• [SUPPLIED TEXT]:

Saturday, October 17, 2020

Frank Buck, a guy that went to Asia in the 1910s -1920s to hunt and collect animals for circuses and zoos, which were taking off like mad at the time, wrote a book "Bring 'Em Back Alive" in 1932 and like Tarzan, impressed a lot of kids

In the 1980s, actor Bruce Boxleitner kicked off his tv show career (right after starring in Tron) playing Frank Buck in a fun show, Bring Em Back Alive, which was how I knew about Frank Buck.  Then Bruce got the lead in Scarecrow and Mrs King with former Charlies Angels star Kate Jackson. He then got the starring role in Babylon 5, and NCIS.

By the way, Boxleitner makes 60 million dollars a year for royalties from NCIS

The 80s had a few fun adventure shows, though few had a good enough budget to excel more then the rest, or better writing, etc etc, but Magnum PI 1980-88 motivated other producers to try and cash in with, Simon and Simon 81-89, Bring Em Back Alive 82-83, A Team, 1983-87, and others making 1980s tv a lot of fun.

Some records
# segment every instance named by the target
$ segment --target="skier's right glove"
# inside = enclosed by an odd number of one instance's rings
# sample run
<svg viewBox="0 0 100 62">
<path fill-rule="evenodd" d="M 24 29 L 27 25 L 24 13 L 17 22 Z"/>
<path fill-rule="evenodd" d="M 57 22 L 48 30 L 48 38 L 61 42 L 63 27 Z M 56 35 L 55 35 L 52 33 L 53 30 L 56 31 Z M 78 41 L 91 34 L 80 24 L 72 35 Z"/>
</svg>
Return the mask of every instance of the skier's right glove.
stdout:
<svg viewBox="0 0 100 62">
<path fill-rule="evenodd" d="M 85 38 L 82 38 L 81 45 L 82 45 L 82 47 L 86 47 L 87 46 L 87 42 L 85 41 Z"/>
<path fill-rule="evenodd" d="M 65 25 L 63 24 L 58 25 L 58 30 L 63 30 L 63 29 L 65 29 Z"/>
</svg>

• [TO DO]:
- A) Rescale the listing by reproducing every line, requests included, with each viewBox dimension and outline coordinate in the answers multiplied by 1.5 and rounded to a whole number, halves rounded up.
- B) Write the next part of the post about Frank Buck and 1980s adventure shows, picking up after its final sentence.
The post about Frank Buck and 1980s adventure shows and the listing are independent of each other.

• [ANSWERS FOR THE EXERCISE]:
- A)
# segment every instance named by the target
$ segment --target="skier's right glove"
# inside = enclosed by an odd number of one instance's rings
# sample run
<svg viewBox="0 0 100 62">
<path fill-rule="evenodd" d="M 24 29 L 27 25 L 24 13 L 17 22 Z"/>
<path fill-rule="evenodd" d="M 57 22 L 48 30 L 48 38 L 61 42 L 63 27 Z M 56 35 L 55 35 L 52 33 L 53 30 L 56 31 Z M 78 41 L 91 34 L 80 24 L 72 35 Z"/>
</svg>
Return the mask of every instance of the skier's right glove.
stdout:
<svg viewBox="0 0 150 93">
<path fill-rule="evenodd" d="M 128 57 L 123 57 L 122 68 L 123 68 L 123 71 L 129 71 L 131 69 L 131 63 L 128 62 Z"/>
<path fill-rule="evenodd" d="M 98 38 L 95 36 L 87 38 L 87 45 L 95 45 L 95 44 L 98 44 Z"/>
</svg>

- B)
It had to be a lot more fun, now that MTV was pulling teens away from sitcoms, and video games were getting home consoles, and malls were becoming a draw for teens with nothing to do... tv shows had to get adventurous

A couple of years ago I posted about the Rolls Royce that was featured in the show

Frank Buck (1884 – 1950) 

Beginning in the 1910s he made many expeditions into Asia to collect exotic animals, bringing over 100,000 live specimens back to the United States and elsewhere for zoos and circuses and earning a reputation as an adventurer. 

He co-authored seven books chronicling or based on his expeditions, beginning with 1930's Bring 'Em Back Alive, which became a bestseller. 

Between 1932 and 1943 he starred in seven adventure films based on his exploits.

He was also briefly a director of the San Diego Zoo, 

displayed wild animals at the 1933–34 Century of Progress exhibition and 1939 New York World's Fair, toured with Ringling Bros. and Barnum & Bailey Circus, and co-authored an autobiography, 1941's All in a Lifetime.


  1. Thanks for a great evening.Best banners ever.

    1. You are welcome, and than you!

    2. Correction, and "thank you!"

  2. I watched that show when I was a kid, too. I never realized that the actress who plays the female lead character also played Lacey Underall in Caddyshack.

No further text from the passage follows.